### Texte du document

On retiendra la plus longue de ces trois histoires indépendantes, celle qui donne son titre au livre. Richard Wadsworth ressemble à Hunter Thompson à ceci près qu’il n’a aucune maîtrise des substances hallucinogènes. Et aucun talent. Disons qu’il ressemble à Hunter Thompson de loin, par sa calvitie et ses lunettes, car il n’est pas journaliste non plus, prof de philo à l’université ou, pour être plus précis, instructeur contractuel. Il est en effet important de clarifier les positions hiérarchiques et remettre les prétentieux à leur place. Les mesquins de service adorent marquer leur position sur l’échelle de la médiocrité. Il faut dire que Richard Wadsworth se la raconte, à la façon du Fante Bukoswki de Noah Van Sciver. On se délecte de sa prétention calamiteuse, on se vautre dans le malaise comme on rit méchamment de l’inconnu qui se casse la gueule sur le trottoir. N’en doutons pas, l’humour cinglant de Nick Maandag se nourrit d’une authentique détestation du genre humain dans sa composante occidentale, blanche et masculine en tout cas (pour dire qu’il lui reste encore un peu de marge pour accéder à cette parfaite misanthropie qui est le lot des personnes infréquentables). La rigidité de son dessin contribue au caractère burlesque des situations. Ce qu’il arrive à faire passer de lubricité en animant une pupille est délicieux. À découvrir, pour respirer entre deux séances de communication non-violente.

 

Corps public
Mathilde Ramadier et Camille Ulrich – Éditions du Faubourg

Fiction à vocation documentaire. Le corps d’une femme lui échappe dès son plus jeune âge par une pression sociale multimodale qui atteint son paroxysme avec la grossesse. Oui. Mais l’exposé reste hélas plus émotionnel qu’analytique, se contentant de l’écume des choses (pointer le patriarcat est une option non retenue, par exemple), et les personnages apparaissent aussi caricaturaux que le dessin est appliqué. Encensé par les célèbres magazines féministes Elle et Vanity fair.

 

cadre bouéesBouées
Catherine Lepage – La Pastèque

Énième récit autobiographique soft en bandes dessinées, Bouées se distingue par son accent québecois et sa volonté de réhabiliter le mulet, la permanente et le look métalleux-plouc. Grace lui soit donc rendue. Et que vous aimiez ou non Bon Jovi, les rondeurs expressives du pinceau ont la vertu de vous retenir dans ces pages. À noter, un sous-titre potentiellement trompeur : “dérives identitaires, amours imaginaires et détours capillaires”. Il fallait bien sûr lire “quête d’identité” plutôt que “dérives identitaires”, car ni Eric Zemmour, ni Valeurs actuelles ne sont convoqués dans l’ouvrage. Vous les français, êtes décidément bien chatouilleux.

######
### Données enregistrées

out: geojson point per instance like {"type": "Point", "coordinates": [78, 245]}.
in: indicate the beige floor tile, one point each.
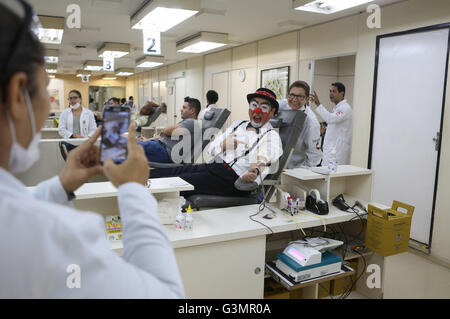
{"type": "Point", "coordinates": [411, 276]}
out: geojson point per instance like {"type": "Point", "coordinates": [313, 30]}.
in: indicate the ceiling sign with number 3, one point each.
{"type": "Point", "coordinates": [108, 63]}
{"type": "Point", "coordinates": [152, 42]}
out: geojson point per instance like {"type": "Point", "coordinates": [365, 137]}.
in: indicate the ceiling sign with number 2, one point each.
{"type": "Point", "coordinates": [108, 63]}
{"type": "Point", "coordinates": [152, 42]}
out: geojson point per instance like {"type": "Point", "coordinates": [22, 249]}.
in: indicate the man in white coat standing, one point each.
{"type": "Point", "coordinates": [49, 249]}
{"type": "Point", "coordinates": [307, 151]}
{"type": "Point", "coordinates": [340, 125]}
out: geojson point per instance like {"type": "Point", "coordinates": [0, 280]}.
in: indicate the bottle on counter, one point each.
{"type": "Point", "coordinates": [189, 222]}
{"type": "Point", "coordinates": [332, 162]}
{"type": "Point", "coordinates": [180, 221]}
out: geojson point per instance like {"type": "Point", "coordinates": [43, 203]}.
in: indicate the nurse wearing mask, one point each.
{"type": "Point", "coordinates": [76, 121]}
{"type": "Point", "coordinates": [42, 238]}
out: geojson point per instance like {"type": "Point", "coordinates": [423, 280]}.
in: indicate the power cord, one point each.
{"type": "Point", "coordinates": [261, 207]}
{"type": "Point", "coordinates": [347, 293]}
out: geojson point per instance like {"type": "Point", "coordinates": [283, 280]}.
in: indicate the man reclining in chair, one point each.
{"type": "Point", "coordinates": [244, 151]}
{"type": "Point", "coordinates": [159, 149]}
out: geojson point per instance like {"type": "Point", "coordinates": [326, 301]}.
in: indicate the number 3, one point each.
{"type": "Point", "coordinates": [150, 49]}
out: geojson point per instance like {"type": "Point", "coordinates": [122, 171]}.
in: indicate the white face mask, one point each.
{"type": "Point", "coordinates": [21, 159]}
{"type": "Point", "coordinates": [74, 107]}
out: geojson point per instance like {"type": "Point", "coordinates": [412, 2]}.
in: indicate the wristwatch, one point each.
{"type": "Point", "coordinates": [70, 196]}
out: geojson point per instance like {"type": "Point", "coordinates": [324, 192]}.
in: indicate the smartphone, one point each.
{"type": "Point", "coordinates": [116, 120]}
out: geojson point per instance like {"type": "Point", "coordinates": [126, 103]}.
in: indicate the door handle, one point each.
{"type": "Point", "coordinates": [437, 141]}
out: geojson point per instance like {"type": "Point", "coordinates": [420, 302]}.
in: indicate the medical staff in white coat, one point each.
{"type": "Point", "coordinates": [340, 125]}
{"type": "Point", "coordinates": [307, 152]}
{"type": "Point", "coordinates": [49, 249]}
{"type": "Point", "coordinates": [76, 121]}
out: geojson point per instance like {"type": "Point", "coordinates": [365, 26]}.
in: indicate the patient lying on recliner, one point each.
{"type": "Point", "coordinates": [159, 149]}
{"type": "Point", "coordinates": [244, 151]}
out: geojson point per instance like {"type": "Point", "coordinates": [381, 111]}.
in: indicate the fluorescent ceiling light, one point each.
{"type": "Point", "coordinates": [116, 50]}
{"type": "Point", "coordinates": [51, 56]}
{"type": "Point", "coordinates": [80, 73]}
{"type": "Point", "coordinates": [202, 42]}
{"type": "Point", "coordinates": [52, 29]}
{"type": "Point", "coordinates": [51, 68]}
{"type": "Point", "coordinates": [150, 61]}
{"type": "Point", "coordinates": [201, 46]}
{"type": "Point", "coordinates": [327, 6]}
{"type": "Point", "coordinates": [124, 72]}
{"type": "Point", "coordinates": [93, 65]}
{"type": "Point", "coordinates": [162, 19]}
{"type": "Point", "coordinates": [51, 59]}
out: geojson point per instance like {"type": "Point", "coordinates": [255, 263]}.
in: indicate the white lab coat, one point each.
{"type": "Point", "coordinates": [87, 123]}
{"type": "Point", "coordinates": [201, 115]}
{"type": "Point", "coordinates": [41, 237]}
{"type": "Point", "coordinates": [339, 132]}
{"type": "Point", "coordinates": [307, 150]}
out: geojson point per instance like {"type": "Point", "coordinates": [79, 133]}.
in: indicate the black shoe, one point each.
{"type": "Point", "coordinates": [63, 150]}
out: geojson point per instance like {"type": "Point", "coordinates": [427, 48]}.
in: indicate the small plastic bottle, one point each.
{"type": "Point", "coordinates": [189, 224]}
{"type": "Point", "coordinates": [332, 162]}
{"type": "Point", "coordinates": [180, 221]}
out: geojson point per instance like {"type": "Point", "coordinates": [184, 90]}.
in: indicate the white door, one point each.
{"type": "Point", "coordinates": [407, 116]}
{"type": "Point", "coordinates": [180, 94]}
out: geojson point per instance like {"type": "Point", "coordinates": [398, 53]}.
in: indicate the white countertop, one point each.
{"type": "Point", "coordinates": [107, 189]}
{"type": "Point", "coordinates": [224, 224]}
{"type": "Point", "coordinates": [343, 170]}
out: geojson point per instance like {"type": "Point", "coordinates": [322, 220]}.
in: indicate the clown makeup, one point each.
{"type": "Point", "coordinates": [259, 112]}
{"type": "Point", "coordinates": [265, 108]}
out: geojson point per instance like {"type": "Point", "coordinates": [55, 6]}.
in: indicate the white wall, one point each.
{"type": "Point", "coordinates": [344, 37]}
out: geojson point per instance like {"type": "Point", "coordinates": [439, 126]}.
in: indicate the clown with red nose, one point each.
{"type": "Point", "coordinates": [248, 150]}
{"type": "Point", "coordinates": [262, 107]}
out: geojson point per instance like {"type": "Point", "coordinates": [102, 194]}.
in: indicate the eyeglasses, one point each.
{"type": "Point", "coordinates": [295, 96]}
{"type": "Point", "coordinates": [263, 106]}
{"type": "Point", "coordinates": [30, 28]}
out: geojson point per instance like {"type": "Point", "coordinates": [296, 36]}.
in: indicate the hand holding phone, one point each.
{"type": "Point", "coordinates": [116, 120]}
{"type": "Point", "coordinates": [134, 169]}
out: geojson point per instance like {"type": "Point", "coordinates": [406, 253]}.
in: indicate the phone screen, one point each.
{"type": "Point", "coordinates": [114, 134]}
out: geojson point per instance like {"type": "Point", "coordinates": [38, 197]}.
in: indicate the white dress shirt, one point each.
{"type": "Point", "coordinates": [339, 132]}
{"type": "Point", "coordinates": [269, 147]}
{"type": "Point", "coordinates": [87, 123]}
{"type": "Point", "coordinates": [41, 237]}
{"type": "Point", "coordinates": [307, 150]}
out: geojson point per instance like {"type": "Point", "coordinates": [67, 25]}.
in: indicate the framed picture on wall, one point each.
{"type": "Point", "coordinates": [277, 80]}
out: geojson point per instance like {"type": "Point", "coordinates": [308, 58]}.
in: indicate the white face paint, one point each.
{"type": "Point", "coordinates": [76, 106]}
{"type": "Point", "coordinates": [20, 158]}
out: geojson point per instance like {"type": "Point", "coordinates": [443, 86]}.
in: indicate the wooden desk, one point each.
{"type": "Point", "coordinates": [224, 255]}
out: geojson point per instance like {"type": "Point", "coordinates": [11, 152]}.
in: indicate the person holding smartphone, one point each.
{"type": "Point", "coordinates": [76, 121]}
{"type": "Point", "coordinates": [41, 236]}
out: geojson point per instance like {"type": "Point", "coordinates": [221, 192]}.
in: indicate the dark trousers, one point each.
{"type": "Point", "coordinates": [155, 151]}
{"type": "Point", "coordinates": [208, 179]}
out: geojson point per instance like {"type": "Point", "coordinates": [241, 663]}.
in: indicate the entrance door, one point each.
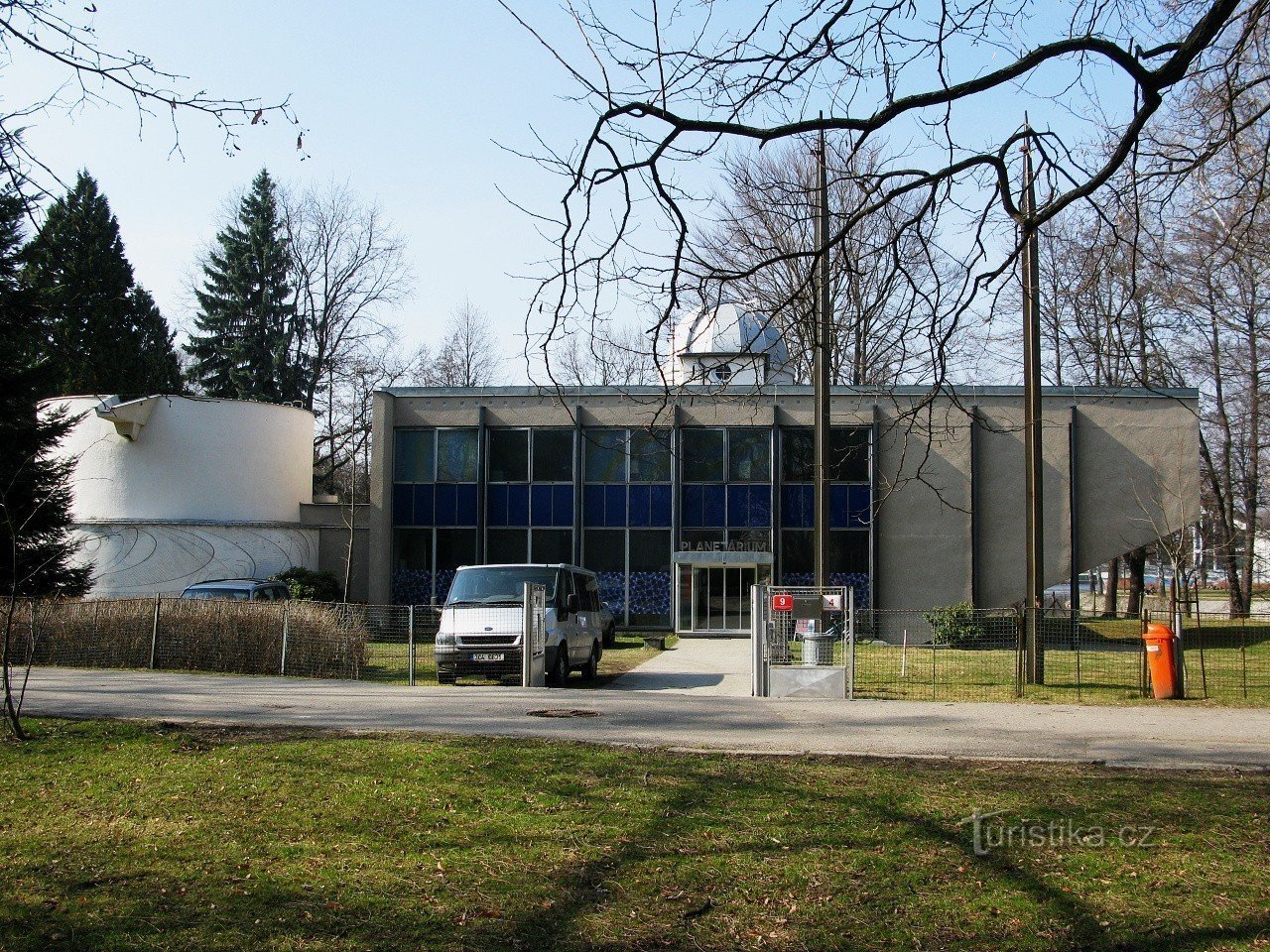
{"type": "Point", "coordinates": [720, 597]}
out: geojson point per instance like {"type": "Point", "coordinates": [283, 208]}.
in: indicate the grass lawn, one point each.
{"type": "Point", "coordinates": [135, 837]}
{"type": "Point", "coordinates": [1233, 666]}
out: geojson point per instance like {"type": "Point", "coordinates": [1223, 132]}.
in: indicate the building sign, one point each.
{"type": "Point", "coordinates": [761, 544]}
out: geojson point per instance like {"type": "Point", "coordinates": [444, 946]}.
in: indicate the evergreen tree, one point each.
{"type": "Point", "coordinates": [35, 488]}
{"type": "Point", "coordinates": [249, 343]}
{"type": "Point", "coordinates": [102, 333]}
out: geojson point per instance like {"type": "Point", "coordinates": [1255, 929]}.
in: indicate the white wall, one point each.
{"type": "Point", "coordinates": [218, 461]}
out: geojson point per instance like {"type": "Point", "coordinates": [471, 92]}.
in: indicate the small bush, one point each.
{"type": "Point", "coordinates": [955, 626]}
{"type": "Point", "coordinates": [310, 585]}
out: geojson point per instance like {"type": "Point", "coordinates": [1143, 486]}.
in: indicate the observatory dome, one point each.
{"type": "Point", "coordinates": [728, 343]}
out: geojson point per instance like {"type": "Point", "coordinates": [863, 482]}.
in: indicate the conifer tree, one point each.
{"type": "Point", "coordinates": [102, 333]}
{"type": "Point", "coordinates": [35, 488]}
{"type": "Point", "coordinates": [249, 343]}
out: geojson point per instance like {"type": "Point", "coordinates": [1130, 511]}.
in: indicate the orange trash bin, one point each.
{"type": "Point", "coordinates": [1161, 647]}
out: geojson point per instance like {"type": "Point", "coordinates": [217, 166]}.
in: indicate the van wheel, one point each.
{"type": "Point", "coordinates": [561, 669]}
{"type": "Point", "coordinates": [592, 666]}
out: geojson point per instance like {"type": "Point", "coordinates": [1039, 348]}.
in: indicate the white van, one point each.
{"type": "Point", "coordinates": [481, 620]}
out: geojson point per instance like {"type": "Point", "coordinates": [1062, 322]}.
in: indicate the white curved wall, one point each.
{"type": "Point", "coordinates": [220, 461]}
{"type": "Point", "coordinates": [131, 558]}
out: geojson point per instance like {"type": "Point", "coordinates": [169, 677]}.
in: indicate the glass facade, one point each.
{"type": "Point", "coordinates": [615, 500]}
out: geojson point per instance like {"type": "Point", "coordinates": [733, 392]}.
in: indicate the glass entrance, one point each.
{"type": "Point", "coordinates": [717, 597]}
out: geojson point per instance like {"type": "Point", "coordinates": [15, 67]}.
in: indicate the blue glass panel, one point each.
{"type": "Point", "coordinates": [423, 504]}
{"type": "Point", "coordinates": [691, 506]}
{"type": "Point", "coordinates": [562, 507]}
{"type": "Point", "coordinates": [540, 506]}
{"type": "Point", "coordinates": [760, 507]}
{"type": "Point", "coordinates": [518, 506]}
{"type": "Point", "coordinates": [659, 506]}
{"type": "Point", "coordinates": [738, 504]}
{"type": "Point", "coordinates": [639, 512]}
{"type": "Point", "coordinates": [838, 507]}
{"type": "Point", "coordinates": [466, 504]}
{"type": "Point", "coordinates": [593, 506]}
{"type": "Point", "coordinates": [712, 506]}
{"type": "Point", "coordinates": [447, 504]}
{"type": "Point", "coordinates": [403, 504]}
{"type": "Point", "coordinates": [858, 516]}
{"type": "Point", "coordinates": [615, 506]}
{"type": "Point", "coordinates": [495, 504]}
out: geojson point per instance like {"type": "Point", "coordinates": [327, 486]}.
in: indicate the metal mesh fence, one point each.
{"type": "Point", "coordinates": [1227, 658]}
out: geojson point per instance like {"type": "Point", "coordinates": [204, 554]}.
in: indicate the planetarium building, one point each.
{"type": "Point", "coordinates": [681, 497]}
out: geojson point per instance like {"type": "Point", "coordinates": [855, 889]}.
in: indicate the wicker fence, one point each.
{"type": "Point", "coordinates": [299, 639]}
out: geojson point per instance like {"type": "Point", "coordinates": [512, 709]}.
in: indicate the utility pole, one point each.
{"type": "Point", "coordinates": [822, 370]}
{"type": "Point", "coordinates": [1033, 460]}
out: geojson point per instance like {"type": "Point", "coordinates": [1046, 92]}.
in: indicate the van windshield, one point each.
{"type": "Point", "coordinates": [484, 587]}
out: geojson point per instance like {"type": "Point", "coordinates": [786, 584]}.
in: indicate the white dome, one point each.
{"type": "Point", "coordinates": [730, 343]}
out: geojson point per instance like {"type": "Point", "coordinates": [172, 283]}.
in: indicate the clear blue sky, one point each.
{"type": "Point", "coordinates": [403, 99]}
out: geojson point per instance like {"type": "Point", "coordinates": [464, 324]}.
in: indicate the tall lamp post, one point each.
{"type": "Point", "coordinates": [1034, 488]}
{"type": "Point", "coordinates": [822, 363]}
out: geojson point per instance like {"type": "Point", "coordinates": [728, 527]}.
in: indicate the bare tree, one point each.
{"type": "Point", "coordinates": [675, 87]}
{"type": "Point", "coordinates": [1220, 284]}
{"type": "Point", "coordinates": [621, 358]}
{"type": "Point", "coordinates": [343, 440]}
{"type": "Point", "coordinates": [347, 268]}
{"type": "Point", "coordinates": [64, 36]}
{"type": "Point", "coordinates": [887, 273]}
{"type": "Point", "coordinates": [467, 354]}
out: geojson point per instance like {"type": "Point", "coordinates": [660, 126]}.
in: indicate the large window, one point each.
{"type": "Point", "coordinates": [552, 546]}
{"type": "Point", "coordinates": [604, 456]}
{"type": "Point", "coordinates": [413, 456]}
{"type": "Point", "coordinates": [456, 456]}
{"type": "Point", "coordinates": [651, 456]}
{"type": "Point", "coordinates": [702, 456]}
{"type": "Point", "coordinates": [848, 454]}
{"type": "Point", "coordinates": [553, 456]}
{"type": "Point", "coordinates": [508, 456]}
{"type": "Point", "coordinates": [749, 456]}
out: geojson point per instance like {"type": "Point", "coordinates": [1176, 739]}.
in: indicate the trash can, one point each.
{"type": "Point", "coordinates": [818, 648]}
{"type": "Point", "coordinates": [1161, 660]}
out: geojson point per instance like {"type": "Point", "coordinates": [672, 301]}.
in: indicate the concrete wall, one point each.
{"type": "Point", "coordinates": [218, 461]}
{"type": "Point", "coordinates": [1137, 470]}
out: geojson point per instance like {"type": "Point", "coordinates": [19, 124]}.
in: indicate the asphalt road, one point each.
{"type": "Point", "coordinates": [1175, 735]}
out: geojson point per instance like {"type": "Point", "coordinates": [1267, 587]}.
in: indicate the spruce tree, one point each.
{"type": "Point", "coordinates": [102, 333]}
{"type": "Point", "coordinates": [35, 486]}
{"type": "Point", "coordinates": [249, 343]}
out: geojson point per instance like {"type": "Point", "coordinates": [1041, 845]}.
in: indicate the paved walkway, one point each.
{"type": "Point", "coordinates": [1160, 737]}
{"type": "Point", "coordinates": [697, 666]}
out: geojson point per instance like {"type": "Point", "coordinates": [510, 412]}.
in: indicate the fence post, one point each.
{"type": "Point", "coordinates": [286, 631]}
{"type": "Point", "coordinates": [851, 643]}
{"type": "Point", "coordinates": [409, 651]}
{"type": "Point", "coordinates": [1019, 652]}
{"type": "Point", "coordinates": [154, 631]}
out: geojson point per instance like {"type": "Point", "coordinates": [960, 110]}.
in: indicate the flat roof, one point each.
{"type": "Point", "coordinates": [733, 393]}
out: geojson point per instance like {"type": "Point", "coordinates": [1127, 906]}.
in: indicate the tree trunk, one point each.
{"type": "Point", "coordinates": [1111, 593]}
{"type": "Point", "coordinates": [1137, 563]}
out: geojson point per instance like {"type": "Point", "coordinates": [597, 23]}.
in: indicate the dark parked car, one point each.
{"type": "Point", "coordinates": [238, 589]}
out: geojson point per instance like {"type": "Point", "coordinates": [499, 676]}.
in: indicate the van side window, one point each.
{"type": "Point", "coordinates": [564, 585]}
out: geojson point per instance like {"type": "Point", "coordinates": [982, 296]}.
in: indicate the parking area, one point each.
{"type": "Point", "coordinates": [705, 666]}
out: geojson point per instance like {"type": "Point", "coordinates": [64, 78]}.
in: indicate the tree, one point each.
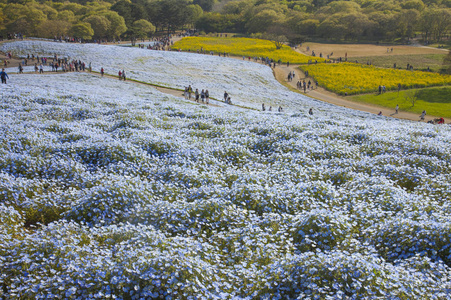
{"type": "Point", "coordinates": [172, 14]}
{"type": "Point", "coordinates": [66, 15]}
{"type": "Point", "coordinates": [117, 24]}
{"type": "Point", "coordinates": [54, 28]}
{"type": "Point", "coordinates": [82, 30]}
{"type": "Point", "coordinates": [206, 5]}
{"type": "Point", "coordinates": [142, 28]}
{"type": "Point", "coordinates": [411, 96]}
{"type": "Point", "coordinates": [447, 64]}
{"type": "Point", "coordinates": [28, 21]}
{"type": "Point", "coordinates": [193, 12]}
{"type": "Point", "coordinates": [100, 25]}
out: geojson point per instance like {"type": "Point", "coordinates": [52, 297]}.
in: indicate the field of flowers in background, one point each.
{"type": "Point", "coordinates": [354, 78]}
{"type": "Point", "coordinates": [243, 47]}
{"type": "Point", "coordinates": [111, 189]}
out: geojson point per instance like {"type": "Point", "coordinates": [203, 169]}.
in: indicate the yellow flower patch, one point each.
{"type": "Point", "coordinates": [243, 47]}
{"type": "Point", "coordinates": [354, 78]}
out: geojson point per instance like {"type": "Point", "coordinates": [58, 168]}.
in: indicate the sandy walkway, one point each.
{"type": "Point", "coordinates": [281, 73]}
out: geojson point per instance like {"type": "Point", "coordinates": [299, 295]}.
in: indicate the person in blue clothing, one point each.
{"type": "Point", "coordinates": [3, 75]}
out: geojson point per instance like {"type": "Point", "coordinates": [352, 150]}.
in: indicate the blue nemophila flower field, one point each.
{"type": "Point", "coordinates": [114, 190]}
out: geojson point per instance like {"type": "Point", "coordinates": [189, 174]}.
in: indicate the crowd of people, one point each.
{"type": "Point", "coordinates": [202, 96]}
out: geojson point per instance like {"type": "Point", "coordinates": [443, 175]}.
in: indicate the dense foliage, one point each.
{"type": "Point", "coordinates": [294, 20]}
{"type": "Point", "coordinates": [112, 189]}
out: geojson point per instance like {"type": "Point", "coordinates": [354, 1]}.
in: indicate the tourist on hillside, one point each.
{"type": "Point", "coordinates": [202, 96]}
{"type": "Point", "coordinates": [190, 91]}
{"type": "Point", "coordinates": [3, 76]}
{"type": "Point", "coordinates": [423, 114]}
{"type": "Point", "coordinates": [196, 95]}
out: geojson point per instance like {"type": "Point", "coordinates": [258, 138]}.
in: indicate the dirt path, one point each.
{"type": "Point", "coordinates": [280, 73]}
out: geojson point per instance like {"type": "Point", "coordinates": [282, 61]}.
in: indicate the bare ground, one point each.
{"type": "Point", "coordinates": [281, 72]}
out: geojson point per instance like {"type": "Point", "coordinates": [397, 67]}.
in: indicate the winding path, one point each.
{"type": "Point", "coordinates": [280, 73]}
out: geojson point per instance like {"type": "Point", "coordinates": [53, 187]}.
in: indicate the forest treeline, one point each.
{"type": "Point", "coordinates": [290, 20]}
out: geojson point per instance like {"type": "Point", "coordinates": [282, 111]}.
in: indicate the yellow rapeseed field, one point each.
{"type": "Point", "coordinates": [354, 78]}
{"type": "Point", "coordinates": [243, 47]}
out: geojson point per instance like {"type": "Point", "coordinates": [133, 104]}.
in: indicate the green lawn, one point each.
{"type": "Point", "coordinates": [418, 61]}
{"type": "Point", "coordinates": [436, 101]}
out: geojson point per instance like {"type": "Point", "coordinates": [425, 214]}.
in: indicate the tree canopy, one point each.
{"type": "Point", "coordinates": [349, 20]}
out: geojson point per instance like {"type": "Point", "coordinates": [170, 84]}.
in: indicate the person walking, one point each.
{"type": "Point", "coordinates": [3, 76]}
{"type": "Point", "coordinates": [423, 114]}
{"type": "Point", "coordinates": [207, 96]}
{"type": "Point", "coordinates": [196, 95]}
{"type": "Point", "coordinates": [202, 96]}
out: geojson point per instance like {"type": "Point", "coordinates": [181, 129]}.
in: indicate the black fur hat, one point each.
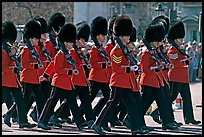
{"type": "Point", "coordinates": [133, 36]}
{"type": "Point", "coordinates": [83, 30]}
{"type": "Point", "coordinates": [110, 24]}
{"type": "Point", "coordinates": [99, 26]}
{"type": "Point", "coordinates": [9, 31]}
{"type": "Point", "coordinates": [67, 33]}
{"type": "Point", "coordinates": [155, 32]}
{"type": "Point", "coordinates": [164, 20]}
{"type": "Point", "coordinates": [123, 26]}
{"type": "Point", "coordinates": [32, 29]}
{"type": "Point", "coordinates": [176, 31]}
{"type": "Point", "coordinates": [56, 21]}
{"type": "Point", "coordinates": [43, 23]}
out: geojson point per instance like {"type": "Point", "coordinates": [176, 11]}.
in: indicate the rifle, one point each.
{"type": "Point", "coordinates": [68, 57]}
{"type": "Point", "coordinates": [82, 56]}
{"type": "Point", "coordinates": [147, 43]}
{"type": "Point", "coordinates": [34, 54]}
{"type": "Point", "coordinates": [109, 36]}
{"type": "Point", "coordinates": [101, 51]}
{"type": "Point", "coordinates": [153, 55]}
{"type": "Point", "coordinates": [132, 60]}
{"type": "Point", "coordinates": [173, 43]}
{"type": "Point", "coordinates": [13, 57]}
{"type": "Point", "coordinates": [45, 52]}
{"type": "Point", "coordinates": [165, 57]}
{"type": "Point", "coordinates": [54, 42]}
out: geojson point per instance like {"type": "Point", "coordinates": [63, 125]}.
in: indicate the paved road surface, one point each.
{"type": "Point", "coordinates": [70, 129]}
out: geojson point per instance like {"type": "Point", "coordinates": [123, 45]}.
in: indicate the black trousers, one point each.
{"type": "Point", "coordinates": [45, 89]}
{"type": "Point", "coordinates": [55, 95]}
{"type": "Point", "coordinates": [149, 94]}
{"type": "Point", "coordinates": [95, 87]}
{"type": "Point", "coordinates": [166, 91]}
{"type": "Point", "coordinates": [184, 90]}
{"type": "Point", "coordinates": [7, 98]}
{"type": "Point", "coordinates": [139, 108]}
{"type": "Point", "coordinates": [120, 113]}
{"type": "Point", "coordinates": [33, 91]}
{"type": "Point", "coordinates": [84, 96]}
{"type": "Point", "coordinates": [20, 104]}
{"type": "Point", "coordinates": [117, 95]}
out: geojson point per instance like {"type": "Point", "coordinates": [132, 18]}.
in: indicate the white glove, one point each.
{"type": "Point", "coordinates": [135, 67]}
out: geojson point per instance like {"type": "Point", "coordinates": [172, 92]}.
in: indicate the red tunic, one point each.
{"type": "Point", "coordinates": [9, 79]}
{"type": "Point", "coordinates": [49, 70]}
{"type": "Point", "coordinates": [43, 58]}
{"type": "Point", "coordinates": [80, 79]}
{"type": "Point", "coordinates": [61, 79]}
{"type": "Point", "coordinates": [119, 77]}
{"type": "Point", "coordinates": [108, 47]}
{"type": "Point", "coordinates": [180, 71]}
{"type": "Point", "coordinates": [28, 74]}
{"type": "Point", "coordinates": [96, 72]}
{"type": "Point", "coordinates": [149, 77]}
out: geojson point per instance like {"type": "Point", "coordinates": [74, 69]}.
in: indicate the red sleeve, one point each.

######

**Problèmes à résoudre**
a. Recopiez tout ce qui va de « Corps public » jusqu'à « et Vanity fair. » dans le texte, en renommant « grossesse » en « maternité ».
b. D'après le texte, les affirmations suivantes sont-elles exactes ? Répondez par oui ou par non et citez les mots du texte qui tranchent. (i) Corps public est signé par Mathilde Ramadier et Camille Ulrich. (ii) Richard Wadsworth est journaliste. (iii) Bouées paraît à La Pastèque.
Appuyez-vous uniquement sur le texte.

**Corrigé des exercices**
a.
Corps public
Mathilde Ramadier et Camille Ulrich – Éditions du Faubourg

Fiction à vocation documentaire. Le corps d’une femme lui échappe dès son plus jeune âge par une pression sociale multimodale qui atteint son paroxysme avec la maternité. Oui. Mais l’exposé reste hélas plus émotionnel qu’analytique, se contentant de l’écume des choses (pointer le patriarcat est une option non retenue, par exemple), et les personnages apparaissent aussi caricaturaux que le dessin est appliqué. Encensé par les célèbres magazines féministes Elle et Vanity fair.

b.
(i) Oui : « Mathilde Ramadier et Camille Ulrich – Éditions du Faubourg ».
(ii) Non : « car il n’est pas journaliste non plus ».
(iii) Oui : « Catherine Lepage – La Pastèque ».